PROBLEM DESCRIPTION: Please repeat every line of the records below, requests included, and scale each point coordinate in the answers by 0.45, rounding to whole numbers with halves going up.

══ SUPPLIED RECORDS

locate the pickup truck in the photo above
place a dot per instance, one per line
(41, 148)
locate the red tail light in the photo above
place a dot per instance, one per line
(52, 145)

════

RESULT OF THE TASK:
locate the pickup truck in the photo above
place a dot per instance, one per line
(18, 67)
locate the red tail light in the photo above
place a dot per instance, one per line
(23, 65)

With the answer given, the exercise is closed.